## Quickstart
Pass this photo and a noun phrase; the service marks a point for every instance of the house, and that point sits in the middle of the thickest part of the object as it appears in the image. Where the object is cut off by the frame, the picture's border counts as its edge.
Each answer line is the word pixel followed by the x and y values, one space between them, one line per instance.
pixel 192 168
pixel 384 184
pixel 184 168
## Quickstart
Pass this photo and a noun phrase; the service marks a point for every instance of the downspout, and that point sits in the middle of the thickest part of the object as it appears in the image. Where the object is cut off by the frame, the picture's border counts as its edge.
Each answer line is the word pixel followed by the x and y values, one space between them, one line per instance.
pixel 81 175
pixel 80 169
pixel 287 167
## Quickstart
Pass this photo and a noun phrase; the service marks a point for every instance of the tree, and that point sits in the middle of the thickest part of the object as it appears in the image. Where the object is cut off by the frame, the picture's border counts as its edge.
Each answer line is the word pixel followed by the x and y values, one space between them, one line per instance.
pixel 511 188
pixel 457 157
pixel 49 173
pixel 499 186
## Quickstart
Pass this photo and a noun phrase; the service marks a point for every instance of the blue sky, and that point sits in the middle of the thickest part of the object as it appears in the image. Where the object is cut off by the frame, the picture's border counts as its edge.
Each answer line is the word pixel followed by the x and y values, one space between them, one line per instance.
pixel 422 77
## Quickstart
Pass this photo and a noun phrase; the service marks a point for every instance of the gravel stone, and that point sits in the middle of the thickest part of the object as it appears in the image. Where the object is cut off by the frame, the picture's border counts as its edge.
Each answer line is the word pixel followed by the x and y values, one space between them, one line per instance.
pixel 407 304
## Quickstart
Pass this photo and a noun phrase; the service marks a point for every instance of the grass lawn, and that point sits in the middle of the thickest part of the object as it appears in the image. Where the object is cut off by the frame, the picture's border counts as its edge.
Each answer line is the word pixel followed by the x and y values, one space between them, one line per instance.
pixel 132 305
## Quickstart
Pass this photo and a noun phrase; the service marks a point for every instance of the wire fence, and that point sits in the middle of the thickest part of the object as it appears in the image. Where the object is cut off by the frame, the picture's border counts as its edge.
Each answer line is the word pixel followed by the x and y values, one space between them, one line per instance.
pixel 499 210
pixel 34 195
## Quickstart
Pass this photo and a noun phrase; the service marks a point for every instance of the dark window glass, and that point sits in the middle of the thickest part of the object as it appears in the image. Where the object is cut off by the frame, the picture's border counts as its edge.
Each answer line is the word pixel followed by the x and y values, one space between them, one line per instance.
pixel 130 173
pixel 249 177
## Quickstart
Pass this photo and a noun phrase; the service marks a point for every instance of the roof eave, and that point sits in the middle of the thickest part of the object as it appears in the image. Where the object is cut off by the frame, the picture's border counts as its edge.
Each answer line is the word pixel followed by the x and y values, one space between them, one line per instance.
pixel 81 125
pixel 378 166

------------------------------------

**Exercise description:** Reproduce every row above verbatim, in its original order, with no changes.

**The result:**
## Quickstart
Pass this photo and a noun phrase; the service marks a point for every instance of the house, and that point sits in the middle of the thickest part of the object as it appears in the image. Where the object is cut off by the frame, the picture's border counts as its edge.
Each answer line is the word pixel followed by the x and y values, one space between them, one line per instance.
pixel 192 168
pixel 384 184
pixel 184 168
## Quickstart
Pass this photo and a noun phrase; the service marks a point for every instance of the downspout, and that point sits in the middle of the thickest part of the object as it appears in the image. Where the object is cut off by the frame, the picture's border counts as its edge.
Each answer line is the word pixel followed by the x and y values, one space between them, one line per instance.
pixel 81 175
pixel 80 169
pixel 287 167
## Quickstart
Pass this photo and a noun phrase; the service marks a point for every instance of the tree, and that point sits in the middle of the thickest part of the object as it appears in the image. Where the object is cut off by the frame, the picture's border counts as its edge.
Each answer line is the word pixel followed by the x and y values, one space between them, one line per instance.
pixel 511 188
pixel 457 157
pixel 49 173
pixel 499 186
## Quickstart
Pass this photo and a noun phrase; the service marks a point for every instance of the blue sky, and that point sits in the middle of the thickest part of the object as it appears in the image. Where the object is cut off by the frame, the picture's border counts as its edge.
Each answer line is the word pixel followed by the x and y values, one space between them, one line per instance.
pixel 422 77
## Quickstart
Pass this photo and a noun phrase; the service marks a point for every instance of the gravel stone, and that point sits in the middle of the thickest part of the object as it appears in the image. Where the object is cut off by the frame, the picture's border counts as its edge.
Each answer line is the word pixel followed by the x and y values, one space between them, one line per instance.
pixel 407 304
## Quickstart
Pass this photo and a noun phrase; the service marks a point for every instance of the grass lawn, and that point sits in the middle of the thickest part of the object as it appears in the image. Where the object is cut off by the frame, the picture's border counts as its edge.
Each answer line is the word pixel followed by the x and y values, one space between them, one line per instance.
pixel 132 305
## Quickstart
Pass this photo and a noun phrase; the service marks a point for every instance of the wire fence, and that point sits in the middle of the thickest part of the object as it appears in the image. Where the object is cut off by the frame, the picture's border counts as its edge.
Each answer line is the word pixel followed by the x and y values, one space between them, one line per instance.
pixel 499 210
pixel 34 195
## Quickstart
Pass this photo and a noun phrase; the service marks a point for every instance of the dark window glass, and that point sits in the middle of the thickest part of the object as it appears in the image. Where the object is cut off by the frame, the picture's border counts as its edge.
Each answer line is the word pixel followed by the x and y values, one space between them, one line per instance.
pixel 130 173
pixel 249 177
## Quickstart
Pass this photo and a noun phrase; the service marks a point for every instance of the roof eave, and that point sits in the middle of the thickest part of the object as it appears in the image. Where the object is cut off by the frame, the picture's border counts as its edge.
Each answer line is the word pixel followed by the x and y values, one space between them, one line per instance.
pixel 81 125
pixel 378 166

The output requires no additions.